» Given passage:
-------

Back in the beginning of the 16th century, one of the world’s most famous artists was commissioned to create one of the most memorable pieces of art in human history. He began this project at 26 years of age, and it took him just about three years. The entire time he sculpted his masterpiece, he did it in secrecy.
Then, it came: the day on which he would reveal his masterpiece. It’s intended location was roughly 260 feet in the air in the Cathedral of Florence.
When he presented his piece of art, it stood 17 feet tall and was absolutely breathtaking.
So breathtaking, in fact, that the board of the Cathedral decided it needed a different, more public location. They convened a large committee with various people including legendary artist Leonardo da Vinci. They eventually decided to place the sculpture in the “political heart of Florence, Piazza della Signoria.”
To this day, it is the most famous sculpture in human history.
We’re talking, of course, about Michelangelo’s David.
It’s tough to fathom how human hands could sculpt something like David, but sure enough, they were the hands of the young Michelangelo.
David was a masterpiece to Michelangelo.
Imagine how it must’ve felt to reveal this statue knowing its brilliance and then to be told that it was so amazing it needed to be front and center somewhere. Michelangelo must have been proud of his statue. It was, most certainly, his masterpiece.
Surely people wouldn’t speak with Michelangelo without mentioning David.
It could be argued that Michelangelo pointed to David as one of his prized creations.
Roughly 1,500 years before this masterpiece, the Apostle Paul, in a letter to the church in Ephesus, spoke of another masterpiece.
He wrote: For we are God’s masterpiece. He has created us anew in Christ Jesus, so we can do the good things he planned for us long ago (Ephesians 2:10).
The Greek word that Paul uses here is poiēma, and it literally translates to “workmanship,” or “that which has been made.” The only other place in the New Testament where we see the word poiēma is in Romans 1:20, where Paul writes, “For ever since the world was created, people have seen the earth and sky. Through everything God made, they can clearly see his invisible qualities — his eternal power and divine nature. So they have no excuse for not knowing God.”
The phrase, “everything God made” is how the New Living Translation renders our word poiēma. In this context, the things that God has made are the things by which he communicates his invisible qualities. It’s his mode of communication.
When, in Ephesians 2:10, Paul uses the same word, he is telling us that we are the things which God uses to communicate something.
This is where we come to today’s Scripture. It’s just a few verses before we encounter the word poiēma.
6For he raised us from the dead along with Christ and seated us with him in the heavenly realms because we are united with Christ Jesus. 7So God can point to us in all future ages as examples of the incredible wealth of his grace and kindness toward us, as shown in all he has done for us who are united with Christ Jesus.

-------

» Raw records:
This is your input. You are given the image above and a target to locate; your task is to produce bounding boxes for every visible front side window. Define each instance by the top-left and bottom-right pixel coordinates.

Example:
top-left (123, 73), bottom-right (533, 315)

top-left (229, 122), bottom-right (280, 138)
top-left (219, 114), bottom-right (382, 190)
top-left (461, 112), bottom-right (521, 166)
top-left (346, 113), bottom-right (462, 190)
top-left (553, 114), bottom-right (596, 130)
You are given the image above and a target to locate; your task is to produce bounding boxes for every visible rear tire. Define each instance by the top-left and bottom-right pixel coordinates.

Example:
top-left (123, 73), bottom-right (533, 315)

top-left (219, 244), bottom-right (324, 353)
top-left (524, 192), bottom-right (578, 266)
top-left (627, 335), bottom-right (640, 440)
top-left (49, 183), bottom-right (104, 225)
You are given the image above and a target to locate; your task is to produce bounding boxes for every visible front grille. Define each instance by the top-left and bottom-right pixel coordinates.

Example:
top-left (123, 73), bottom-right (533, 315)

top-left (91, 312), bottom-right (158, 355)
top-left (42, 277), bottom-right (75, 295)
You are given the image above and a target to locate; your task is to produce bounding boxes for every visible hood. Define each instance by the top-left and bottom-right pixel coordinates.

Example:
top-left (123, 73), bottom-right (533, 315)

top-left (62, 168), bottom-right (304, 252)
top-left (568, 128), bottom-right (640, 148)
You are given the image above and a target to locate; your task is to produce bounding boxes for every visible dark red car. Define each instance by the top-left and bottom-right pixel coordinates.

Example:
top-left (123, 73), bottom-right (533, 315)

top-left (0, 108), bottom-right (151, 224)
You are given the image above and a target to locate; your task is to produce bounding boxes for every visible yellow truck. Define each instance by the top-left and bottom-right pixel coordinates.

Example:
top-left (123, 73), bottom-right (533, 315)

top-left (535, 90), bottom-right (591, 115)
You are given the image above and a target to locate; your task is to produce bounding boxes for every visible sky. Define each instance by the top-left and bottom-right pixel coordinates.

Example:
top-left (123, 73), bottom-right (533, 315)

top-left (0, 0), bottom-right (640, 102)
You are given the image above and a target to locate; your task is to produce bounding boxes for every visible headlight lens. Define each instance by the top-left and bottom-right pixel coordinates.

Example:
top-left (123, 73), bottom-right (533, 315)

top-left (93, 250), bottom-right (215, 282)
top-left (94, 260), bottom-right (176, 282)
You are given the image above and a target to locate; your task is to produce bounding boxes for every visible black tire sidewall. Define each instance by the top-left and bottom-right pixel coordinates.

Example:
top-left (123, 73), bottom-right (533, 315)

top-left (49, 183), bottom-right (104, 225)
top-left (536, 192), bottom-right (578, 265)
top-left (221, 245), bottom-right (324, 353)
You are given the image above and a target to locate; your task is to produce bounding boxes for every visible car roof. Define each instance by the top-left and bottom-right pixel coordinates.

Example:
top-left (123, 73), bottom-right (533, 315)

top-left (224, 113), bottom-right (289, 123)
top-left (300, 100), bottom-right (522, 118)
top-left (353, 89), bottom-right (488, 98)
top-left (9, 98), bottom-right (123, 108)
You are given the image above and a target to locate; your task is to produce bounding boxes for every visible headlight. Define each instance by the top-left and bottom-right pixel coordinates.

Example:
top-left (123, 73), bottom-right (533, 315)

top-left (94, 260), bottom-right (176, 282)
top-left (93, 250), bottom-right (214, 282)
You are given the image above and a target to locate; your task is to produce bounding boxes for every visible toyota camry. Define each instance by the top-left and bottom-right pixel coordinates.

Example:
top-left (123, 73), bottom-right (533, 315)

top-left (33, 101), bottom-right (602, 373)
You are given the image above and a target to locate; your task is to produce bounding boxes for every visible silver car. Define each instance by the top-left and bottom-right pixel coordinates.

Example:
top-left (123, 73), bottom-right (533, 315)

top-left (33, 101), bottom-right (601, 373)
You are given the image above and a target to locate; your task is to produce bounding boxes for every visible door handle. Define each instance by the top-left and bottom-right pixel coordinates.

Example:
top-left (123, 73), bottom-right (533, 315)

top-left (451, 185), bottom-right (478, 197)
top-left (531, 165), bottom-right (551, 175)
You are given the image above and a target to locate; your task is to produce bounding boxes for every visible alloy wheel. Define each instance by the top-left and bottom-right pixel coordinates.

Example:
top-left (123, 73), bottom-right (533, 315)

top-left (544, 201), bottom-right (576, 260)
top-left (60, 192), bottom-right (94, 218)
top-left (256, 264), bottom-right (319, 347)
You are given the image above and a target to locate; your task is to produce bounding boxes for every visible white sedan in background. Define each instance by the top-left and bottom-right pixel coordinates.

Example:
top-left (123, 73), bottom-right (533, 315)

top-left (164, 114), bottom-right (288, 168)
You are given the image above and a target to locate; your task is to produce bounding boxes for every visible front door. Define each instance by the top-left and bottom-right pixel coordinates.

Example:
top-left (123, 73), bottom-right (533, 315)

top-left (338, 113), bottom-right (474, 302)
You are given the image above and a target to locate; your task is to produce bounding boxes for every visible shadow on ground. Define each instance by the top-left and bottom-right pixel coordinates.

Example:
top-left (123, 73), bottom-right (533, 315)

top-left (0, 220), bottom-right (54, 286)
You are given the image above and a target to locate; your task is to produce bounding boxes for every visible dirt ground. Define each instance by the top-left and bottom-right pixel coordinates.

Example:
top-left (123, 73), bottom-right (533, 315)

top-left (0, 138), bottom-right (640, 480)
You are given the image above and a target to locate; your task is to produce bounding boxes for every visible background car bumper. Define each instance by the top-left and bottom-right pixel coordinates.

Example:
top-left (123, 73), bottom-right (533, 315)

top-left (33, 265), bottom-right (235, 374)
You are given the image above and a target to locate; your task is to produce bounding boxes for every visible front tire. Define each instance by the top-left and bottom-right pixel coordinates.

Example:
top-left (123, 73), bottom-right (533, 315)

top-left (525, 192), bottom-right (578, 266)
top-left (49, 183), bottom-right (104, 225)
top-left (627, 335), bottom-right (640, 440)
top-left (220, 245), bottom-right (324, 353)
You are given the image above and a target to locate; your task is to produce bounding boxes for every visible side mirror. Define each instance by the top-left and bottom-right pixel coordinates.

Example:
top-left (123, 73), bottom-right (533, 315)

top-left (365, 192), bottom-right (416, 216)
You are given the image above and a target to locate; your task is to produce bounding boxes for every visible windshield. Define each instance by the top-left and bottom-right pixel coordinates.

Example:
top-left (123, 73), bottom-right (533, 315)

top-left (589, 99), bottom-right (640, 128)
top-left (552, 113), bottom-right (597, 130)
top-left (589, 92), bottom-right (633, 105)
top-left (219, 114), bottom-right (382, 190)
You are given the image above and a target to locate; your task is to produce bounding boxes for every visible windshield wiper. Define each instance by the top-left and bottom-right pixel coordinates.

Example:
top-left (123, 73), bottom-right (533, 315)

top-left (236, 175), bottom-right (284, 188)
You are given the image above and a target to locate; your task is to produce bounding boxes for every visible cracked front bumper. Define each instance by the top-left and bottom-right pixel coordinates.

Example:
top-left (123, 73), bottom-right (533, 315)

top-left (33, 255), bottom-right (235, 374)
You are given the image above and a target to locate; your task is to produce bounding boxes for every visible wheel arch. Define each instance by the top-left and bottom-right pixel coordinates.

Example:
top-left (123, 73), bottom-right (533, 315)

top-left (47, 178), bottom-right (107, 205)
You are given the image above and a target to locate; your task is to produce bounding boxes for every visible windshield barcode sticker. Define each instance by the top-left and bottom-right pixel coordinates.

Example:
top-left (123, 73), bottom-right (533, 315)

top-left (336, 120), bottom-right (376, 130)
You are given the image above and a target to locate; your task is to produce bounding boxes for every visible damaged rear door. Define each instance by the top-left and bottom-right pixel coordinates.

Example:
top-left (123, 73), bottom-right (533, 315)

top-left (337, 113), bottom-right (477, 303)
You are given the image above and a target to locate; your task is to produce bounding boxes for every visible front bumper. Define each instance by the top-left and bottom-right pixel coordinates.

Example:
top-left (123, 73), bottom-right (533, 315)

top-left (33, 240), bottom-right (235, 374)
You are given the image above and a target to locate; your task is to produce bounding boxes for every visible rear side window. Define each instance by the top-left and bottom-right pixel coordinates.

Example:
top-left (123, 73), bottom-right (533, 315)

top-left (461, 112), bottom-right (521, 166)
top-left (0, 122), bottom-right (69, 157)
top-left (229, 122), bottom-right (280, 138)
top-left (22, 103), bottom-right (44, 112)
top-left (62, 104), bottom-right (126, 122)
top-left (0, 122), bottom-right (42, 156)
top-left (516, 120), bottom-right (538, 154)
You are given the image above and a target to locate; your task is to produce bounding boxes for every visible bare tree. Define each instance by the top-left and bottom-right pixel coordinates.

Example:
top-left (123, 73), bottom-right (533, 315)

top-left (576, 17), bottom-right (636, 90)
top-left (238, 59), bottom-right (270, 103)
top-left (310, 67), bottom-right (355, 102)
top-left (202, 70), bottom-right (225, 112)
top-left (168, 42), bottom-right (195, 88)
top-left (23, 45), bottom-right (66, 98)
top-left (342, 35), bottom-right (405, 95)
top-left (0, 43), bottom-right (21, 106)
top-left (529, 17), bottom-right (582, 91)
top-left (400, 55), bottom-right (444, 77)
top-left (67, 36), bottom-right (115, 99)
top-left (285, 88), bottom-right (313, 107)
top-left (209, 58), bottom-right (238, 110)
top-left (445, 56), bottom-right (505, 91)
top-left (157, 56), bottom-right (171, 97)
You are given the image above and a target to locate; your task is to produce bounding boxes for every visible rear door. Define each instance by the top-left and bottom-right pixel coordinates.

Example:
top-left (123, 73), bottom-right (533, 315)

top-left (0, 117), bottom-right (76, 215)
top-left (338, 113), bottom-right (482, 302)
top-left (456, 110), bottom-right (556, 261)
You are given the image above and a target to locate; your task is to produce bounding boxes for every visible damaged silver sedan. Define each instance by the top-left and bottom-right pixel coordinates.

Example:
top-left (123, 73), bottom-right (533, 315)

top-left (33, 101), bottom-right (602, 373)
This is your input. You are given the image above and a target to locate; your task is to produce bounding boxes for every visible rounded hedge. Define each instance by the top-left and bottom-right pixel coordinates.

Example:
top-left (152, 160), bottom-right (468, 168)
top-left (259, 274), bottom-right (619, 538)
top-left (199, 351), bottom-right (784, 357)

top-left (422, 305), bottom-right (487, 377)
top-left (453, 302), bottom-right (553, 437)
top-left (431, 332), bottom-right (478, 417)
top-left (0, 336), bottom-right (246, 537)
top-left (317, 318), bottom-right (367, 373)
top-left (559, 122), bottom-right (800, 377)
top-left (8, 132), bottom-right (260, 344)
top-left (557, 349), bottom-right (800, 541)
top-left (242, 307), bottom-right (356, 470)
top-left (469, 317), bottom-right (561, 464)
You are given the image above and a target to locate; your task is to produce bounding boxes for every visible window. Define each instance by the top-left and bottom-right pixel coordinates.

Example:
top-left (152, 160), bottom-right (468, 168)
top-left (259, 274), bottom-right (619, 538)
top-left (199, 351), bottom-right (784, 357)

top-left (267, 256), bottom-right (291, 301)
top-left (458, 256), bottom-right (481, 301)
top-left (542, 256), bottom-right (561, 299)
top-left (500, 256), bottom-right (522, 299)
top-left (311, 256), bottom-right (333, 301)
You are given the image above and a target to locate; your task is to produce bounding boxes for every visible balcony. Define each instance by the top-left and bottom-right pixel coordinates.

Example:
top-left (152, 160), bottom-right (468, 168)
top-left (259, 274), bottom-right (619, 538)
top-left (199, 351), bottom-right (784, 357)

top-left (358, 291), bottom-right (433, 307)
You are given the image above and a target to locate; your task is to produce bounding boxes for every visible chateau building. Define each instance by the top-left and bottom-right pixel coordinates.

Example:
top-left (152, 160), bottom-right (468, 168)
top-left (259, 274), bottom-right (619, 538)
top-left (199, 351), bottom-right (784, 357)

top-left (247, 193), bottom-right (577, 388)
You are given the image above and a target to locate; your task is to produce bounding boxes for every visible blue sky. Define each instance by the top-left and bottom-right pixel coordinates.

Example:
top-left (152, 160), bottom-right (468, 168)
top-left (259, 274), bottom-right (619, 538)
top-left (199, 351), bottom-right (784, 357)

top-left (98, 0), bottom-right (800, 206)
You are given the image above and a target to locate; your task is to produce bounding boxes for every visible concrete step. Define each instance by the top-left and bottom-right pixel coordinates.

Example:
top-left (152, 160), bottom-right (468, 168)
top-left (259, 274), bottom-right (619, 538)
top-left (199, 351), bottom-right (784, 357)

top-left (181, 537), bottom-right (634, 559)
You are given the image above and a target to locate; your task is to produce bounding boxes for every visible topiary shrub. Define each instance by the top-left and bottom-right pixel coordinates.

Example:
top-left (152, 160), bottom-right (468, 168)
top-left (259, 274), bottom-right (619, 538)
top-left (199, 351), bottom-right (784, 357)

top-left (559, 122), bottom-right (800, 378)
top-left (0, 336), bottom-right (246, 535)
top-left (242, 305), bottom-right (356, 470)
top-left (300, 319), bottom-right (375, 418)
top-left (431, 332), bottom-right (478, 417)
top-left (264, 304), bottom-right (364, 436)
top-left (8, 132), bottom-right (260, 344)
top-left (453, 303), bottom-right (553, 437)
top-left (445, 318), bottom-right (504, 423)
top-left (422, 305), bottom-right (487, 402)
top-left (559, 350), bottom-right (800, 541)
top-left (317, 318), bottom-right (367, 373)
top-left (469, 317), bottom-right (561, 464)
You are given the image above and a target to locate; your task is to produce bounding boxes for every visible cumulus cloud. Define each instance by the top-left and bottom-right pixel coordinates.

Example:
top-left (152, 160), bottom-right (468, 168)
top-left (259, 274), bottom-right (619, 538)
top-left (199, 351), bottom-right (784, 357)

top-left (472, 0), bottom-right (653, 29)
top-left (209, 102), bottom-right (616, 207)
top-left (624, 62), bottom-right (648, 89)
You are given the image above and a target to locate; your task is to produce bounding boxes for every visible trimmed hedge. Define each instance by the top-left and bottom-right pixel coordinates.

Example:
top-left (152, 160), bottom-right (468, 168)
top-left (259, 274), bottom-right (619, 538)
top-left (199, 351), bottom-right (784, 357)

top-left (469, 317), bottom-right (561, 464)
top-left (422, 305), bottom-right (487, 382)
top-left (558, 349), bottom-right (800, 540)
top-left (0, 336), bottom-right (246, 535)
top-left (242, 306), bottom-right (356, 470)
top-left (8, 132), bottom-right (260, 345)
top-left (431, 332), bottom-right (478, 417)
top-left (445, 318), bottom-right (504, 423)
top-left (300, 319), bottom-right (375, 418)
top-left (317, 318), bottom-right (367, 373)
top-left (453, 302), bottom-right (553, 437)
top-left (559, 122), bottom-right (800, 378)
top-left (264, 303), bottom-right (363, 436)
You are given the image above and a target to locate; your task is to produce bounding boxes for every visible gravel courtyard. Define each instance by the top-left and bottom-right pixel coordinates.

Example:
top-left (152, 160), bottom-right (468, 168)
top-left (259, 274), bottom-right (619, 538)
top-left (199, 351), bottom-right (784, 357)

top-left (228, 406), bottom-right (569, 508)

-------

» Exercise brief: Rewrite the Michelangelo's David text, everything from "Surely people wouldn’t" down to "of another masterpiece.", swapping "Michelangelo" for "Bernini" throughout.

» Solution to the problem:
Surely people wouldn’t speak with Bernini without mentioning David.
It could be argued that Bernini pointed to David as one of his prized creations.
Roughly 1,500 years before this masterpiece, the Apostle Paul, in a letter to the church in Ephesus, spoke of another masterpiece.